WHAT IS BEING ASKED ->
Repeat every record exactly.

Referring expression pointing data ->
# # #

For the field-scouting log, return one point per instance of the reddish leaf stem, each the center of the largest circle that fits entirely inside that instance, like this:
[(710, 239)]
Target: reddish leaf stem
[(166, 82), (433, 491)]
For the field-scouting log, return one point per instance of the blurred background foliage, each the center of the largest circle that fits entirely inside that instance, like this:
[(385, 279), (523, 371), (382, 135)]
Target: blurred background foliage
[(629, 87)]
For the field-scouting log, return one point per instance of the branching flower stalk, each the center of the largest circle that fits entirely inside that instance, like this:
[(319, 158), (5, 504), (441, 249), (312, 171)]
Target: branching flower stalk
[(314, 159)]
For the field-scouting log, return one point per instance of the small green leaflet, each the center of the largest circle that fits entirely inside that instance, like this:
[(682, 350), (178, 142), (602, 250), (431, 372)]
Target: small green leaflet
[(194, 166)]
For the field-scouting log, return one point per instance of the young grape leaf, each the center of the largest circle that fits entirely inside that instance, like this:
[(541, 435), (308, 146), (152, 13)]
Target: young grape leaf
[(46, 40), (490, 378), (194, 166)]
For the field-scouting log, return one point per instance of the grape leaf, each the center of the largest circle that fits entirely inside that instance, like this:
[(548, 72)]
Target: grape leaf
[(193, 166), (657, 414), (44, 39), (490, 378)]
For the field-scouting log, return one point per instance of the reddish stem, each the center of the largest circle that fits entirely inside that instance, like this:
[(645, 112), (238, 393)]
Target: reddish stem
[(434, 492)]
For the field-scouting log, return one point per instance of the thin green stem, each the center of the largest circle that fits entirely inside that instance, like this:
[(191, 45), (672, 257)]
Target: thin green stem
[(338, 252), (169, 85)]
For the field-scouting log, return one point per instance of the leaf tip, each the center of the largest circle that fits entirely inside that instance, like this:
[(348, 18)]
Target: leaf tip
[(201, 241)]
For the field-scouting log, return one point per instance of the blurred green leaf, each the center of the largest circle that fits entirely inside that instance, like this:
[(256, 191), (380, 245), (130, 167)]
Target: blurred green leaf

# # #

RESPONSE FOR THIS EXERCISE ->
For the field-scouting log, return one point per instance of the reddish leaf stem, each the center of the largest circle that fits entirely inside that instance, like this:
[(710, 239)]
Target: reddish leaf stem
[(166, 82), (433, 491)]
For the field-scouting log, return one point per instance of the blurred background foliage, each the center of the largest circle that fits entirely inside that instance, like this:
[(385, 279), (523, 371), (382, 135)]
Target: blurred background foliage
[(629, 87)]
For the field-scouting log, return one point per instance of the branching flower stalk, each the center of the largest circle that fits entirely inside that instance, like this:
[(319, 158), (5, 504), (441, 249), (312, 171)]
Target: branching flower stalk
[(314, 159)]
For the field-scouting log, return one point per instance of the small green leaflet, each the center of the largest circle that fits entirely inside that instance, like this:
[(682, 350), (178, 142), (602, 250), (431, 372)]
Target: small green leaflet
[(194, 166)]
For the field-scouting log, return one point per instance of the young grape leaf, each the center of the largest circle that fits entirely inside that instance, like this:
[(541, 435), (308, 146), (152, 13)]
Target: young grape leaf
[(46, 40), (490, 378), (194, 166)]
For the field-scouting log, return one point per instance of the grape leaf, each the center of the largest circle that fits entirely inside that instance, like this:
[(548, 72)]
Target: grape leaf
[(193, 166), (657, 414), (44, 39), (490, 378)]
For the field-scouting log, return one point per instance of the reddish stem, each the center of the largest circle that fits entirely inside that instance, like this:
[(645, 112), (238, 393)]
Target: reddish stem
[(434, 492)]
For the field-scouting log, return one point per instance of the thin green stem, each the center of the largest circle that fits entirely inside that instance, like this:
[(191, 45), (672, 257)]
Target: thin green stem
[(338, 252), (169, 85)]
For the field-scouting log, return one point per instance of the leaf tip, each the center of the largest circle that fits entirely inside that instance, like this:
[(348, 18)]
Target: leaf tip
[(201, 241)]
For the field-scouting log, return one point per instance of the blurred green leaf, each the center of the largest circle that fits entirely inside that instance, like this:
[(256, 191), (380, 245), (130, 167)]
Target: blurred green leaf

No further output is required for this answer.